Tasks to complete:
1. Answer these from the text extract on phonotactic probability:
(a) How many biphones does the word cut have?
(b) What value has been added to each sum on the final line of output?
(c) Which percentiles are suggested for sorting stimuli into low, medium, or high phonotactic probability?
2. In the text extract on phonotactic probability, swap "spreadsheet" for "statistics package" and write out the part that starts at the words "The final line" and stops after "reporting these values.".

━━━━━ Text extract

The third line (assuming the entry is seven phonemes or less) contains the position-specific biphone probabilities for each of the biphones in the word. For example, a word with three phonemes, like cut (/k^t/), will have two biphones (/k^/ and /^t/). If the (non)word contains more than eight phonemes, the position-specific probabilities for the seven biphones in the item will wrap around to the next line. Entering segments or sequences of segments (e.g., /ɔu/) that are not attested in English (i.e., are illegal) in a given position will result in a probability of zero for that segment or sequence of segments (see Figure 1). Note that certain segments and sequences of segments may be legal in English but may not be legal in a given position. Consider the phoneme /ŋ/, as in sing. Although this segment does occur in English words, it does not appear in the word-initial position in English words. Thus, /ŋ/ would have a position-specific probability of zero if it were in the initial position of a stimulus item, but a nonzero position-specific probability if it were in some other position of a stimulus item.

The final line in the output for each entry contains the sum of all the phoneme probabilities and the sum of all the biphone probabilities. Note that the value 1 has been added to each of these sums to aid in locating these values when you cut and paste the output in the right field to another program (such as a spreadsheet or word processor). Users should remember to subtract this value (i.e., 1) from the sums of the phonemes and the sums of the biphones when reporting these values.

Previous studies (e.g., Vitevitch & Luce, 1998) using these estimates of position-specific phoneme and biphone probability ordered the sums of the phoneme probabilities and the sums of the biphone probabilities and found the median value for both measures in that set of potential stimuli. Items that were greater than the median values for both measures were operationally defined as (non)words with high phonotactic probability, and items that were less than the median values for each measure were operationally defined as (non)words with low phonotactic probability. Although the median value of a prospective stimulus set has been used in previous studies examining phonotactic probability to operationally categorize stimuli, other criteria may also be used. For example, the 33rd and 66th percentiles might be used to categorize stimuli as those with low, medium, or high phonotactic probability.

━━━━━━━━━━
━━━━━ Information given

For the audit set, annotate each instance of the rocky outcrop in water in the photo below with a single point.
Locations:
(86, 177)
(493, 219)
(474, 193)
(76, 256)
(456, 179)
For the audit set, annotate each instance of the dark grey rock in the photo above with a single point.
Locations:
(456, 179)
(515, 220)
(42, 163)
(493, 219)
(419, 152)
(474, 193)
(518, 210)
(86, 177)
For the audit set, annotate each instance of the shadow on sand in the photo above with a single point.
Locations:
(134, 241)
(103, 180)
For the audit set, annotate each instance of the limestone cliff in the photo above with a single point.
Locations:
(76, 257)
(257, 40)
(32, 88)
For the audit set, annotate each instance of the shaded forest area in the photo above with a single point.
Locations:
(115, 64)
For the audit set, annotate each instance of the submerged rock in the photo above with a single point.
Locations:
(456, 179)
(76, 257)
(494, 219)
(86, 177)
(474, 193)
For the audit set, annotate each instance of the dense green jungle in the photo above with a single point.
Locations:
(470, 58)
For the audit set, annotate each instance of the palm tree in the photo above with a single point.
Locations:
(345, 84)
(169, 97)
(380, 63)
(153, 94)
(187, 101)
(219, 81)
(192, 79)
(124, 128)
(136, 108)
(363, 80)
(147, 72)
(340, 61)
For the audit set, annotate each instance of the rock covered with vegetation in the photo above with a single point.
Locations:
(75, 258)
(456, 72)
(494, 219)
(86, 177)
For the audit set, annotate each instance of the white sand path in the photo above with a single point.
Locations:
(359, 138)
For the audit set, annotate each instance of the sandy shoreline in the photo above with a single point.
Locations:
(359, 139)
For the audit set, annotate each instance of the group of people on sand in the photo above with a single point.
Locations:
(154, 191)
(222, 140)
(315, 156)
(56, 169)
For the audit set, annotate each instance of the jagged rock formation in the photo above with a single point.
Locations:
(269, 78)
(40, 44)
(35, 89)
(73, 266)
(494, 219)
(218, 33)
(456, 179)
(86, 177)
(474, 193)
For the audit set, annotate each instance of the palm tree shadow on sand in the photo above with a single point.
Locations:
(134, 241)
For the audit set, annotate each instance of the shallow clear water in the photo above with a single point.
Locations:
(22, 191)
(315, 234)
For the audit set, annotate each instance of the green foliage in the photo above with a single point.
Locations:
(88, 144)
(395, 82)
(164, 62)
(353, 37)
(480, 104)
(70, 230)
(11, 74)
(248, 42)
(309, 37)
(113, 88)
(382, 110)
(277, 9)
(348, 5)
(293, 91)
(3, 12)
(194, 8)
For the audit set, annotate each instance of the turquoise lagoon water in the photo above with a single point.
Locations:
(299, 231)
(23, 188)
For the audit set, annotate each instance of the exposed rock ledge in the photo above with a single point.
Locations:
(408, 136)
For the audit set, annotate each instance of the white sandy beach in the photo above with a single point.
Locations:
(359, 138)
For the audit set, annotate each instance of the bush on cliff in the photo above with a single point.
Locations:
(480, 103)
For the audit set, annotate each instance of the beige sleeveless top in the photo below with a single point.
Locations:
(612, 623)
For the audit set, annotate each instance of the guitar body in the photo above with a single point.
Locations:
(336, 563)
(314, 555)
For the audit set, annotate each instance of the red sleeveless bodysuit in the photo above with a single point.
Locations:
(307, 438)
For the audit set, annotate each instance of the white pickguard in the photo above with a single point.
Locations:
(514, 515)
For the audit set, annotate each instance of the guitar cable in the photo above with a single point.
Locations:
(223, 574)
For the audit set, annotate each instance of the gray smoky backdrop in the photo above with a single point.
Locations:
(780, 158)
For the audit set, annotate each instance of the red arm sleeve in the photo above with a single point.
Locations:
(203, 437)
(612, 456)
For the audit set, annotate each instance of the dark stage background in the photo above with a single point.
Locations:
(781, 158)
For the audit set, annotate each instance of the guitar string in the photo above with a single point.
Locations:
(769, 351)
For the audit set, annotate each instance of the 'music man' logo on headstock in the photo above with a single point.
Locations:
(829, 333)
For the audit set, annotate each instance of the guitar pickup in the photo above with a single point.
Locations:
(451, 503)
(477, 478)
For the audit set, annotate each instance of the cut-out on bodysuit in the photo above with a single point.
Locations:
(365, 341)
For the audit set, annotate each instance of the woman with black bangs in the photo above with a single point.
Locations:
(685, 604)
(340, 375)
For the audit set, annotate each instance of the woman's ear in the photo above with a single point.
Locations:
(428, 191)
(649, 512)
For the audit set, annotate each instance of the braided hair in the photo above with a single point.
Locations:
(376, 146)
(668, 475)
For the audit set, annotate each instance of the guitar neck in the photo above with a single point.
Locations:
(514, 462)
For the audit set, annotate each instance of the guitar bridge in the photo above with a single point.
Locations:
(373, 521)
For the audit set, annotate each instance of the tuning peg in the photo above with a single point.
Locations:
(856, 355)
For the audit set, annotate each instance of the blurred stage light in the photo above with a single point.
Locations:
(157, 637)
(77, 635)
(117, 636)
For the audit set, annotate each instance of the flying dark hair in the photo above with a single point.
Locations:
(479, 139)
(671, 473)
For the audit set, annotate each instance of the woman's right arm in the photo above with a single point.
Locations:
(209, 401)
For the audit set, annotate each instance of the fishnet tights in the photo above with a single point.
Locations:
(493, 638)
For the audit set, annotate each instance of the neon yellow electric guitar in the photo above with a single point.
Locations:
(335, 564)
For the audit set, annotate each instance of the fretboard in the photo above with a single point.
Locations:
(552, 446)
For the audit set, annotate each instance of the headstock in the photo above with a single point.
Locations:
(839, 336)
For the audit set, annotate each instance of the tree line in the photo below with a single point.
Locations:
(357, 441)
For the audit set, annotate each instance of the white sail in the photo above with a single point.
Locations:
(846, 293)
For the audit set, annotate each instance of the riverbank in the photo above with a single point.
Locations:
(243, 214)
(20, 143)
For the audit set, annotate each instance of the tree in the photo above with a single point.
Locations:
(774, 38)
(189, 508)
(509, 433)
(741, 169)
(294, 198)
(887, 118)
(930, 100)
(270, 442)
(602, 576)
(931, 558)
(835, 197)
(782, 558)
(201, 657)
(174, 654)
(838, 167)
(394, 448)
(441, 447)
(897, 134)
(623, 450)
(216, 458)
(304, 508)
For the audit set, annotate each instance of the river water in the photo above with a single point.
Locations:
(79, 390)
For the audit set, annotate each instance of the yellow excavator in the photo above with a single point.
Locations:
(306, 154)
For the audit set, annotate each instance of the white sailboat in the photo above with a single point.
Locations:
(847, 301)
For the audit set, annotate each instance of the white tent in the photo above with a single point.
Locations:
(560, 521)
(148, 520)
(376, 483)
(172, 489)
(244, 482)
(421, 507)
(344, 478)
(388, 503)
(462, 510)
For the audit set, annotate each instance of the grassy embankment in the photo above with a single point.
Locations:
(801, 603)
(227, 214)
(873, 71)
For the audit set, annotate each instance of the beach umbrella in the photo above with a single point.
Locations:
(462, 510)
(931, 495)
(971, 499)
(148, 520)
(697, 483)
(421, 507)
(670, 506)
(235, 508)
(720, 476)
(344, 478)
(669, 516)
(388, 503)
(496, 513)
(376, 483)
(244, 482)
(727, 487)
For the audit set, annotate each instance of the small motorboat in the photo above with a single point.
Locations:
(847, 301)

━━━━━━━━━━

Exercise results:
1.
(a) Two (/k^/ and /^t/).
(b) The value 1.
(c) The 33rd and 66th percentiles.

2.
The final line in the output for each entry contains the sum of all the phoneme probabilities and the sum of all the biphone probabilities. Note that the value 1 has been added to each of these sums to aid in locating these values when you cut and paste the output in the right field to another program (such as a statistics package or word processor). Users should remember to subtract this value (i.e., 1) from the sums of the phonemes and the sums of the biphones when reporting these values.